(Dataset excerpt)
◇ ◇ ◇ ◇ ◇ ◇ ◇

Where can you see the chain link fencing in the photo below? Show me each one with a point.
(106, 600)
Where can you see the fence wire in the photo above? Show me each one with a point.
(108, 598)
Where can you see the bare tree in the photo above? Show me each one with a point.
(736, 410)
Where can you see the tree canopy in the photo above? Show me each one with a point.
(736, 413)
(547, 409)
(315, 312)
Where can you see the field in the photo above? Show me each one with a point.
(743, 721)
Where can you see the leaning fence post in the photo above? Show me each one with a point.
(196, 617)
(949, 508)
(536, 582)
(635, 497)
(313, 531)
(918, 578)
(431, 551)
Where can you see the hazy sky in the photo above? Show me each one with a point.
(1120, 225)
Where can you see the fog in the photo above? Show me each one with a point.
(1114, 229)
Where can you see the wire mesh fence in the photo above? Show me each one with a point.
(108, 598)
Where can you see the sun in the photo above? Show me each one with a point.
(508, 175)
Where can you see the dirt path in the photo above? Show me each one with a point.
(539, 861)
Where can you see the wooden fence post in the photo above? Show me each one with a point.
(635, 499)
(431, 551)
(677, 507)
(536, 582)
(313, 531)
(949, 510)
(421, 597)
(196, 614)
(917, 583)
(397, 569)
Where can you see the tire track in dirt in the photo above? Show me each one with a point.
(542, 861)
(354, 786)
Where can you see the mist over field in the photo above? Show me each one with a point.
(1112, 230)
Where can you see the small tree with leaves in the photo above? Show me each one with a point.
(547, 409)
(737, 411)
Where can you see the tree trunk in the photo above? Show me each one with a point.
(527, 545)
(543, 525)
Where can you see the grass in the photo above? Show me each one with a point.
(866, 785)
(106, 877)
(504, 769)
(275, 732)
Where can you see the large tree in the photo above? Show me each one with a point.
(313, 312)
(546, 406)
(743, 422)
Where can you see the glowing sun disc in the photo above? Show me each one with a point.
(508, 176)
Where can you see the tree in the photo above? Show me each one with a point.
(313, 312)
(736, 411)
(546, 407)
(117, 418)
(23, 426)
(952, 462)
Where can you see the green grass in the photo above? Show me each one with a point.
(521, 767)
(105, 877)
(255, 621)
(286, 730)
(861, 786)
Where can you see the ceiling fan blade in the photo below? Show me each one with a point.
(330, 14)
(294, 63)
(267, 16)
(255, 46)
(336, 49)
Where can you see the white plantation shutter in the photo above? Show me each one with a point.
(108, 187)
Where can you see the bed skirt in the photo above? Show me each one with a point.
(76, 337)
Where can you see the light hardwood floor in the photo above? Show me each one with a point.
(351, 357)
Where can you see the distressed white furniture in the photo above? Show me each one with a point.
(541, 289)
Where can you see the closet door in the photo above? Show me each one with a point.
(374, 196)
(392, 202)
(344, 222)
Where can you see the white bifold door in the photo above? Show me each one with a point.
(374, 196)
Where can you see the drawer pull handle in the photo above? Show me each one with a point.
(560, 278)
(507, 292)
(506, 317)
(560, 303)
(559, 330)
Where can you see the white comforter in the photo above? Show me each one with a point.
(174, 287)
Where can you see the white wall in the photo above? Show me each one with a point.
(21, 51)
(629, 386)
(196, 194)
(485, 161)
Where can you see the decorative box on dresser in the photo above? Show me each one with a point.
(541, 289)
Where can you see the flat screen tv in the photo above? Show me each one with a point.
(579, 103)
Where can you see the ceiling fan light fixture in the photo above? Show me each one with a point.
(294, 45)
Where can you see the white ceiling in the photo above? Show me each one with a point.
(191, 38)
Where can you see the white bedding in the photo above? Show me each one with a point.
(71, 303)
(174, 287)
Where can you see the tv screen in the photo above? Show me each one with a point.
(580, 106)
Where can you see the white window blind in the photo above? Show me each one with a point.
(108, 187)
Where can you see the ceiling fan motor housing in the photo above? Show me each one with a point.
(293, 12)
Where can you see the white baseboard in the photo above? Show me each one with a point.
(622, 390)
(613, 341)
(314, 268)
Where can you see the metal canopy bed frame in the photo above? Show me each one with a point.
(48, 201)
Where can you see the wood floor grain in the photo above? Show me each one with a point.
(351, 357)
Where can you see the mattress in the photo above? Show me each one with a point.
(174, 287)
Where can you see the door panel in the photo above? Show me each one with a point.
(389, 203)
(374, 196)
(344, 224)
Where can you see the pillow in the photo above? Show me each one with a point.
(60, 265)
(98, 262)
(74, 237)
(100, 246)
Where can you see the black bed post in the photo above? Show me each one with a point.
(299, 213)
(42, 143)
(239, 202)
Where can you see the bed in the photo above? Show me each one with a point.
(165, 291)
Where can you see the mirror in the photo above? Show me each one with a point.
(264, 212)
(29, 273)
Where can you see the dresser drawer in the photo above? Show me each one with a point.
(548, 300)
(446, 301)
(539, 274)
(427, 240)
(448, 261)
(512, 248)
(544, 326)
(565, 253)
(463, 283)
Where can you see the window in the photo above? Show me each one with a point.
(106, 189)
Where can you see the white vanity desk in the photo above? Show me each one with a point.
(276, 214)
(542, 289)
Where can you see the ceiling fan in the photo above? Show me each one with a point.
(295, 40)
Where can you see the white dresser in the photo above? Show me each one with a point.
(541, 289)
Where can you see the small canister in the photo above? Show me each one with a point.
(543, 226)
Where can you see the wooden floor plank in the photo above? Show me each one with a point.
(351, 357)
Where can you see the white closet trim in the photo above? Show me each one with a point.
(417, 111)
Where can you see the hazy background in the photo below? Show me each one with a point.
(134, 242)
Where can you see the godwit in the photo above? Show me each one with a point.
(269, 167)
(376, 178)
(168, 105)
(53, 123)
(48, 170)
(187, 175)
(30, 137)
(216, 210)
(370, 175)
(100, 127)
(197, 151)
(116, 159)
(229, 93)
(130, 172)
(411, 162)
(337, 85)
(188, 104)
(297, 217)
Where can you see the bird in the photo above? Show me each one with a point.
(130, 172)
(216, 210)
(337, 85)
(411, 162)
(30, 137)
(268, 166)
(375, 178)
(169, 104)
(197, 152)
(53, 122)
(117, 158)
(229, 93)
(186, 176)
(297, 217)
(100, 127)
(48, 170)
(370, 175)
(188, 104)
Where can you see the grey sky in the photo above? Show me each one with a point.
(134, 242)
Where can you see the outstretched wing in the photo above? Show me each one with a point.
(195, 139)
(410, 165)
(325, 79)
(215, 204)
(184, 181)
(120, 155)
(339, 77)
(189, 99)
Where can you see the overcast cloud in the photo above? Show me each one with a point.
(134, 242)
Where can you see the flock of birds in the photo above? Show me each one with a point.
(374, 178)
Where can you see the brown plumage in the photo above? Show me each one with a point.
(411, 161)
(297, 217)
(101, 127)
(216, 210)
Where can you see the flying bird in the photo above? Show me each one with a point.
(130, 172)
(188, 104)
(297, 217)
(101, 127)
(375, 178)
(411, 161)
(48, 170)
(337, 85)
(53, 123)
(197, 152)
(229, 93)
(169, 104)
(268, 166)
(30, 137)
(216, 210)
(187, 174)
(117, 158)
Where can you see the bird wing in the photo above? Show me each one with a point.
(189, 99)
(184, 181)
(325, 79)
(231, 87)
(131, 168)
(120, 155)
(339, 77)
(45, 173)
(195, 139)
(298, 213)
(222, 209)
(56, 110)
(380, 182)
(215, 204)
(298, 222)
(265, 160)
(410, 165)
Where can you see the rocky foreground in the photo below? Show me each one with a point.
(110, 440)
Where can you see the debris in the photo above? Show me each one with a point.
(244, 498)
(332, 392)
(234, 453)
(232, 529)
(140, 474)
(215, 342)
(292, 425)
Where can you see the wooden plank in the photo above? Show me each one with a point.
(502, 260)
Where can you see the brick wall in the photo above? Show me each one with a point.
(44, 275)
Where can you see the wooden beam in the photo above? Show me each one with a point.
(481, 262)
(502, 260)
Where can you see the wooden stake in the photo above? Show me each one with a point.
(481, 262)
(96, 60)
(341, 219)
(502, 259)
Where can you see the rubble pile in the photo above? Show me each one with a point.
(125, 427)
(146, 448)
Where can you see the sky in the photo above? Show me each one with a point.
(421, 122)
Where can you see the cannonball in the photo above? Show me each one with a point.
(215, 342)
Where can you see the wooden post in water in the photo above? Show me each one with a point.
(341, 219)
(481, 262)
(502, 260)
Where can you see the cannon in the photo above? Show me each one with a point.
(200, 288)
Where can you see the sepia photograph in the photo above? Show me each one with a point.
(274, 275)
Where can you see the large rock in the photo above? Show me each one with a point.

◇ ◇ ◇ ◇ ◇ ◇ ◇

● **Aim**
Exact repetition is required for the lines from the one that contains "Where can you see the debris" through the final line; leave out everything else.

● **Final result**
Where can you see the debris in the photo above? Show me each one with a point.
(244, 498)
(332, 392)
(234, 453)
(232, 529)
(140, 474)
(215, 342)
(292, 425)
Where can you see the wooden plank in the photo above? Show me each one with a point.
(502, 260)
Where can you see the brick wall in the photo above? Show me each one with a point.
(44, 275)
Where can you see the wooden beam in the photo above? Show me each one with a point.
(481, 262)
(502, 260)
Where can you see the wooden stake in the photo above? Show me each one with a point.
(481, 262)
(96, 60)
(341, 219)
(502, 259)
Where can you see the rubble pile in the photo above? Show me each one with a point.
(125, 427)
(146, 448)
Where can you see the sky in the photo above? Show me each one with a point.
(421, 122)
Where can you see the cannonball in the photo above? Show me each one with a point.
(215, 342)
Where can you see the wooden post in water in the photo above? Show me each one with a point.
(341, 219)
(481, 262)
(502, 260)
Where can you see the cannon in the photo above? Show me each one with a point.
(200, 288)
Where can you see the sepia photograph in the photo above? Show me each one with a point.
(274, 275)
Where can you see the large rock in the photo above? Show me each one with a point.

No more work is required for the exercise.